American labor unions are in decline both in terms of their reputation and their membership numbers. Public service unions are in particular under attack as negotiated benefits stress empty government coffers. Private industry workers, the self-employed, retirees, and others whose perks have stagnated or been eliminated through years of assault by American business leaders resent those workers whose benefits seem superior. Instead of asking “why don’t I have benefits like theirs?” they ask “why do they get something that I don’t?”
Membership in American labor unions is at an all-time low, representing only 11.9% of the workforce, its lowest number in seventy years.1 An article in Alternet posits three reasons for the decline of American unions:
- Modern corporations roam the world looking for low labor costs, lax regulations, and weak labor unions. This pits workers and communities against each other in a classic race to the bottom to attract and retain jobs.
- Corporations have abandoned the old vertically and horizontally integrated organizational structures, in which companies sought to keep most aspects of production and distribution in-house, in favor of newer core/ring systems in which they perform only core functions while farming out the rest to complex supply chains of contractors and subsidiaries. Workers making the same product, or providing the same service, may be employed by many different employers, making solidarity and collective action difficult.
- Corporations divide the remaining in-house workforce into a core group of workers with standard jobs and at least some expectation of long term employment, and a secondary group of contingent workers: part-timers, temps, contract workers, on-call workers, and day laborers usually with sub-standard wages and benefits and little or no job security.[2. The future of work: Where the labor movement is heading. (Aug, 31 2008). 2

Teacher Unions Also in Decline
When it comes to public education, documentary films like Waiting for Superman, Race to Nowhere, The Lottery, and the forthcoming fictional account Won't Back Down portray educators as lazy, rigid, uncaring bureaucrats and teacher unions as protectors of incompetence, impediments to reform, and special interests in the pockets od the Democratic party.3 Competent teachers are, according to such films, the exception rather than the rule.
The nation's largest teacher union, the National Education Association (NEA), reports that its membership is in decline, with a loss of over 100,000 members since 2010. 4
Independent Schools and Teacher Unions
There is no national union for independent school teachers.[5. Teaching in independent schools.] Few independent schools are unionized, and my personal (admittedly limited) experience in discussing teacher unions with independent school faculty and administrators shows that many of them harbor misgivings, even resentments, about the NEA and and the other major union body, the American Federation of Teachers (AFT). Among them:
- teacher unions are obstacles to change, protecting the status quo and incompetence.
- public school teachers are, in general, less skilled and less knowledgeable than their independent school counterparts; despite this difference, the salaries of public school teachers are higher, especially when compared to religious schools.
- union leadership is subject to corruption and political deal making.
- the ecosystem of independent schools is significantly different from those of public schools; funding is different, the clientele is different, measures of success are different, curriculum standards are different, and bureaucracy is different.
- unions are for ”blue collar” jobs, not professions such as teaching.
********
Write out the text on labor unions again, starting with "- public school" and going on through "political deal making.", and swap "political deal making" for "backroom bargaining".

Records of labeled points
********
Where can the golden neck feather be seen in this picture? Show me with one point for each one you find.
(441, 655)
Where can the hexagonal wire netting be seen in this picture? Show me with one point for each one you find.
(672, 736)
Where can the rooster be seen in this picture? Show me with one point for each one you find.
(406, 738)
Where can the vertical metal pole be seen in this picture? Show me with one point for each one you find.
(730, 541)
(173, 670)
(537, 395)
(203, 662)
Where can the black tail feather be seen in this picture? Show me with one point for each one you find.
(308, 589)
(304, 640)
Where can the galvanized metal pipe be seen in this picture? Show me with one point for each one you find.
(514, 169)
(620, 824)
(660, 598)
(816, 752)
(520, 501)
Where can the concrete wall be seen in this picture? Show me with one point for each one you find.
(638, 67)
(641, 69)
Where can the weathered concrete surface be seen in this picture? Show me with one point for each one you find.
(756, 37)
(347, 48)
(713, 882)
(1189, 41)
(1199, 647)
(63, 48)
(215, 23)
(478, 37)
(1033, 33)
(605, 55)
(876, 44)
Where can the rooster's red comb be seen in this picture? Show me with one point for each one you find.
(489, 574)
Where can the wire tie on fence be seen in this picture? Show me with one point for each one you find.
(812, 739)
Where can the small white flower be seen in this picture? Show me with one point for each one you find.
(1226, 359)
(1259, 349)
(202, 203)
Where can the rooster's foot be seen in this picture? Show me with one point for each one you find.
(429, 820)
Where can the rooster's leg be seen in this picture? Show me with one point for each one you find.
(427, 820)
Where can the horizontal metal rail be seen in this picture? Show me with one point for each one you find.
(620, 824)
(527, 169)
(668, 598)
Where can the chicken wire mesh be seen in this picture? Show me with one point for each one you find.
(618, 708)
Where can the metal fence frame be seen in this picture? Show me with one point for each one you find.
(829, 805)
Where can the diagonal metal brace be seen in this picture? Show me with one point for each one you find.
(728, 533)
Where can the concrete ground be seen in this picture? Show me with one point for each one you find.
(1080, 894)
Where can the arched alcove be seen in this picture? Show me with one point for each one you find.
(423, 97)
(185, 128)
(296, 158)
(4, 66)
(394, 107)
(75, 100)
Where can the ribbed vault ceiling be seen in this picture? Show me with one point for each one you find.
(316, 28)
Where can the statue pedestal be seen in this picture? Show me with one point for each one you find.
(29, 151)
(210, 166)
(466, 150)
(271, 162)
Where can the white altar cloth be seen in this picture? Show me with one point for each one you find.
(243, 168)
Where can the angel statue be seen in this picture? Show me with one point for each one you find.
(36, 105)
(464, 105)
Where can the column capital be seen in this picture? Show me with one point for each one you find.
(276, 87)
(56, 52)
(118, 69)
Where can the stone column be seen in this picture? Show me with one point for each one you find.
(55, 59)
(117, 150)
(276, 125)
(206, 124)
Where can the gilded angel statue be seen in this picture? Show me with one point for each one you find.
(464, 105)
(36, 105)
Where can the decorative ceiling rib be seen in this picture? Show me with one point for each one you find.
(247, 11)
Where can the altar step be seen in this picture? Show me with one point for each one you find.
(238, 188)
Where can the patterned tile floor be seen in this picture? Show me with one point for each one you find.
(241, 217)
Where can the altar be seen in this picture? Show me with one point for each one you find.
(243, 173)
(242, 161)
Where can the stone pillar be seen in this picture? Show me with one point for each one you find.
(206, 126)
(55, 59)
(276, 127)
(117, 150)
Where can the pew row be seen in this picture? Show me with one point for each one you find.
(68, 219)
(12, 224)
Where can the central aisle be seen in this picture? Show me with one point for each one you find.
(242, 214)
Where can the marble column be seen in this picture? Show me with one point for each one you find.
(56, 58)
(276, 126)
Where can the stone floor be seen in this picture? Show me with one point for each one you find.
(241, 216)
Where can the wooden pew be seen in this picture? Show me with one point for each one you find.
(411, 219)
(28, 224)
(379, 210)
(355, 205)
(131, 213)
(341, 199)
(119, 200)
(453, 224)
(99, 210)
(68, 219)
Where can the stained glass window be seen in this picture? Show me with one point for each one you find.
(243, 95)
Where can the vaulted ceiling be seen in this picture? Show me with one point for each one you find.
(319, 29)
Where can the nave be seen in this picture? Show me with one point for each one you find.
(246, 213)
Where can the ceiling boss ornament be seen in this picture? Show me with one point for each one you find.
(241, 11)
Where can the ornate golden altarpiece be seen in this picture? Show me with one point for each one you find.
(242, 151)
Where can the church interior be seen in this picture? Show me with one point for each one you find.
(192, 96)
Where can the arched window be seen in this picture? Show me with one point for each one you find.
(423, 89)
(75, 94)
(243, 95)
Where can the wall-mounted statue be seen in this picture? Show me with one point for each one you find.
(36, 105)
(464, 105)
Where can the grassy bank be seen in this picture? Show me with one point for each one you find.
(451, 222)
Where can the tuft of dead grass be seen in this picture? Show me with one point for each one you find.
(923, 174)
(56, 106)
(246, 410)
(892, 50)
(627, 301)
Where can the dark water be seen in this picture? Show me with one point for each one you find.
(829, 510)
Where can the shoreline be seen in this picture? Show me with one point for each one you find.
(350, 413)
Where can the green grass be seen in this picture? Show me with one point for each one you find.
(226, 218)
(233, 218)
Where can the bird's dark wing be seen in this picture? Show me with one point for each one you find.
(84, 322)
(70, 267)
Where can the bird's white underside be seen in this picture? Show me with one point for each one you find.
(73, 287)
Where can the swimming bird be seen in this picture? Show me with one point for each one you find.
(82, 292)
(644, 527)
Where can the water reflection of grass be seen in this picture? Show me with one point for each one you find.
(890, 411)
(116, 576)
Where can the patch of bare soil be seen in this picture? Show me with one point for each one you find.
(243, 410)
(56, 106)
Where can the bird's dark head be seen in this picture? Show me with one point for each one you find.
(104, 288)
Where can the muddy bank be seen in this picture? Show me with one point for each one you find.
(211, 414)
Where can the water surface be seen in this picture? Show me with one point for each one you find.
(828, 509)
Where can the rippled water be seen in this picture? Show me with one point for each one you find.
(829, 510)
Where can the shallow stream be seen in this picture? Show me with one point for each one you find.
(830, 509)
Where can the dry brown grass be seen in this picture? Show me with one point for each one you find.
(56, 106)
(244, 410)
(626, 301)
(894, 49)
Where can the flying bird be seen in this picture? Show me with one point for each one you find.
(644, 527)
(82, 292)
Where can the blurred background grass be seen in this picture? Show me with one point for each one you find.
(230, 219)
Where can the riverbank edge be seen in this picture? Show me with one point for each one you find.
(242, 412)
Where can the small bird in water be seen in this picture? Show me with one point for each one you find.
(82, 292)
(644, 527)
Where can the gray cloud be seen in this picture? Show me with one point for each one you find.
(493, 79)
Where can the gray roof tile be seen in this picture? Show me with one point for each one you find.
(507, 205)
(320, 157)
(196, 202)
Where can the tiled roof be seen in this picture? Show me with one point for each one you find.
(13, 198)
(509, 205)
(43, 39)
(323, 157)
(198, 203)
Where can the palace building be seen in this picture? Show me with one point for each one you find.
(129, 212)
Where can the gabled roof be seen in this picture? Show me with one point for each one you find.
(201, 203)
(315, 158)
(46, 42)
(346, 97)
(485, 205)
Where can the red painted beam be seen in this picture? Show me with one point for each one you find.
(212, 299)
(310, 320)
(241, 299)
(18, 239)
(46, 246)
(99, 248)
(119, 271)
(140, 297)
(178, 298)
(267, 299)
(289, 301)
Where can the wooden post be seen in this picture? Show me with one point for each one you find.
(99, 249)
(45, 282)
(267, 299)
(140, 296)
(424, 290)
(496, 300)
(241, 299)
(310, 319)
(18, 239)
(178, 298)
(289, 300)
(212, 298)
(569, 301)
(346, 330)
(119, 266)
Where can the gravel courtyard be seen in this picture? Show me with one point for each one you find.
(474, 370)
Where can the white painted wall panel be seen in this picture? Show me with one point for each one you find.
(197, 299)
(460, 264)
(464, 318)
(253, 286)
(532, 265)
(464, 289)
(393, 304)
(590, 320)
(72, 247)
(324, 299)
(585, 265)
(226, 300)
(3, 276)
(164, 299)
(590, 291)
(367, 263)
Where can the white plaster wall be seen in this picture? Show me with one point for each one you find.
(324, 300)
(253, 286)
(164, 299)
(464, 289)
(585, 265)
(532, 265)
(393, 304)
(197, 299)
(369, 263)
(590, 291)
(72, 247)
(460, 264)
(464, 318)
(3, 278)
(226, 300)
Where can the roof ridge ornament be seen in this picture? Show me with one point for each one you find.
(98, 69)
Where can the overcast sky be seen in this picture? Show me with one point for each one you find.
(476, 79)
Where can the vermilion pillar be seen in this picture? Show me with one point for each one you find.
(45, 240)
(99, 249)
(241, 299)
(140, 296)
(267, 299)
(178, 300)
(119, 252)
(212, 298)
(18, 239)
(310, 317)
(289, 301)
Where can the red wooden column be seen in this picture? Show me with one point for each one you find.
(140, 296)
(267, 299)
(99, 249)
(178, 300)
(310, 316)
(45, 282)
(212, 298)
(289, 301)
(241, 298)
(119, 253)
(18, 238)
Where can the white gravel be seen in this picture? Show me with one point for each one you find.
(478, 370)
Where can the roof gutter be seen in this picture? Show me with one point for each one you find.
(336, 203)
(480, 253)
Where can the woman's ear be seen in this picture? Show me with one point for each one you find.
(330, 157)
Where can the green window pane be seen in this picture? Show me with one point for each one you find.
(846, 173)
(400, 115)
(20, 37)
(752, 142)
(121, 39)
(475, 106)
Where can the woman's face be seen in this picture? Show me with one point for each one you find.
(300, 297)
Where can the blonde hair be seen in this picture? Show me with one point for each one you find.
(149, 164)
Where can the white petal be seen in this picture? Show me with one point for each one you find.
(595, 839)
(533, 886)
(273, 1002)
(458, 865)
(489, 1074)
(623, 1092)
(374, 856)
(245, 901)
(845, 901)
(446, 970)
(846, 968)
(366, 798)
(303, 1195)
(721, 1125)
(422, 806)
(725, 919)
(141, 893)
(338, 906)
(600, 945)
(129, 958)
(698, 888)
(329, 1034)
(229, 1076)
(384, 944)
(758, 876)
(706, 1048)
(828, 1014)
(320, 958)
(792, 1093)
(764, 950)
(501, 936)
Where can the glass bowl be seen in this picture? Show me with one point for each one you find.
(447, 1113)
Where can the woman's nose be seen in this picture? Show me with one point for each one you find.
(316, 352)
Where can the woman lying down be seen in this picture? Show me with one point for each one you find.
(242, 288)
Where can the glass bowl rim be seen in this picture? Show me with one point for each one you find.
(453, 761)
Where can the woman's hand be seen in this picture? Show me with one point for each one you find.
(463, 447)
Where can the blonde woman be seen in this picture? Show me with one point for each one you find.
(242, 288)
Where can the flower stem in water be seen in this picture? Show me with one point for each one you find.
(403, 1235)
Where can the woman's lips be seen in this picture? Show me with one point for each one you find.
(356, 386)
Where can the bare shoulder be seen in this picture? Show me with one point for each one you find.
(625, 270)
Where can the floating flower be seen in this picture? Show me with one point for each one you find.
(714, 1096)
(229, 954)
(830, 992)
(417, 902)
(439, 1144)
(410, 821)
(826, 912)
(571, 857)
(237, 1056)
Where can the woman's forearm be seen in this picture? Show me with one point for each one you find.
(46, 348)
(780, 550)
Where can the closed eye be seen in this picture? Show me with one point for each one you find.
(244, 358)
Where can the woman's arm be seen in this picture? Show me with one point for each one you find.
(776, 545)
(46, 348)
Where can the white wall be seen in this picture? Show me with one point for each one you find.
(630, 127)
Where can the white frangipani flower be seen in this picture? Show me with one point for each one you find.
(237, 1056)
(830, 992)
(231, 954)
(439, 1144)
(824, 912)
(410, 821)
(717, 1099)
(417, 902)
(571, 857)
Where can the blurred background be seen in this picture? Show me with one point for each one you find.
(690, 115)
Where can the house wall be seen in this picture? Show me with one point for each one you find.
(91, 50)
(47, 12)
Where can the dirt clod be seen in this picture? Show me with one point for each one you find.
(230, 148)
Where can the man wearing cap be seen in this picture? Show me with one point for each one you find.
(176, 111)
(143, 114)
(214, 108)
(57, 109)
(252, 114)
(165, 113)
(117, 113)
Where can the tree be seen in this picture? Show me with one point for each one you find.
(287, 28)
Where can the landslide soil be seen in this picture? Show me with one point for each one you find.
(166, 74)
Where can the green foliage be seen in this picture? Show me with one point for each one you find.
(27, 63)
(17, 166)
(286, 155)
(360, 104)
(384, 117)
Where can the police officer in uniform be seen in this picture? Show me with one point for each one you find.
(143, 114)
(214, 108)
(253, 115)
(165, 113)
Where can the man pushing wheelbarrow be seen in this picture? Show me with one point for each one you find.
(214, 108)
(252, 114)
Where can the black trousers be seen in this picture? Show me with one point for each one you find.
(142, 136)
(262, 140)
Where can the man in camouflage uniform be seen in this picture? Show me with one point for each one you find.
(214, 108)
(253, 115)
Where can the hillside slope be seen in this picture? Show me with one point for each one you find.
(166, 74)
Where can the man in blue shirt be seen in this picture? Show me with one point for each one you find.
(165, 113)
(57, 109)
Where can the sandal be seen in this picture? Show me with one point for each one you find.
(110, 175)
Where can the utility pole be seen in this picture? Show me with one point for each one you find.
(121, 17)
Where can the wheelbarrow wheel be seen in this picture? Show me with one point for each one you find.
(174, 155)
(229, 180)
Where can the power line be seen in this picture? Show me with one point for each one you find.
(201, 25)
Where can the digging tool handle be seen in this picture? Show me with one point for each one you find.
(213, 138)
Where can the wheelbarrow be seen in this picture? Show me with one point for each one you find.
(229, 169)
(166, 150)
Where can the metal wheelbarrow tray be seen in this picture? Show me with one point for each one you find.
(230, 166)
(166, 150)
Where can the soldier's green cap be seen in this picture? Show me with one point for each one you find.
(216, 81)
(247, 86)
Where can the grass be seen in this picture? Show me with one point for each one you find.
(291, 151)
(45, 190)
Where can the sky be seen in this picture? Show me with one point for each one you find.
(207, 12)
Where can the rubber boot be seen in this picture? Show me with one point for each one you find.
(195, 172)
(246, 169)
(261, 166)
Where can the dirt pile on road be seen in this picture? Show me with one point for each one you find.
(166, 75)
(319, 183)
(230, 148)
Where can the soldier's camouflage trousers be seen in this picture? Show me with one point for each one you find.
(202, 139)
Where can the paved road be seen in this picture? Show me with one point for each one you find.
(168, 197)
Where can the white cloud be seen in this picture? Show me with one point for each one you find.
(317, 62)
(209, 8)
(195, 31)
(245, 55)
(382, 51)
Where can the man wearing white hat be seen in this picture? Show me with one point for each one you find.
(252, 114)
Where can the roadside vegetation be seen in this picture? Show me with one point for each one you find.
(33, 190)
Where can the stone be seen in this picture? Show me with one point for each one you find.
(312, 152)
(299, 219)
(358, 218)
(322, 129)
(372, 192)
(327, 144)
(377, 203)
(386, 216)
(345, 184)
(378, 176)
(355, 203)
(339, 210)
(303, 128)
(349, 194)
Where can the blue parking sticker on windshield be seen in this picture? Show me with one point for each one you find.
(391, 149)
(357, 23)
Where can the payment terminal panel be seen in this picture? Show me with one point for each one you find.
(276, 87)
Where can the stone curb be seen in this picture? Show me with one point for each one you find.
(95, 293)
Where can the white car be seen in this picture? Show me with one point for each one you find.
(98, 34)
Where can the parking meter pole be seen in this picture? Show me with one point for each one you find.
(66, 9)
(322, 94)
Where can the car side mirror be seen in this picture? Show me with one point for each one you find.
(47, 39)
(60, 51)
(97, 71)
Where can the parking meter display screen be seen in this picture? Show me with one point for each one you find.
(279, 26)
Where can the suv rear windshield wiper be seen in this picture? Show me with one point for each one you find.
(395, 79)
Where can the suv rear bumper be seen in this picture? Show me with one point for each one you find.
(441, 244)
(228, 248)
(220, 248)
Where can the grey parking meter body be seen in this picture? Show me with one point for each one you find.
********
▶ _Final result_:
- public school teachers are, in general, less skilled and less knowledgeable than their independent school counterparts; despite this difference, the salaries of public school teachers are higher, especially when compared to religious schools.
- union leadership is subject to corruption and backroom bargaining.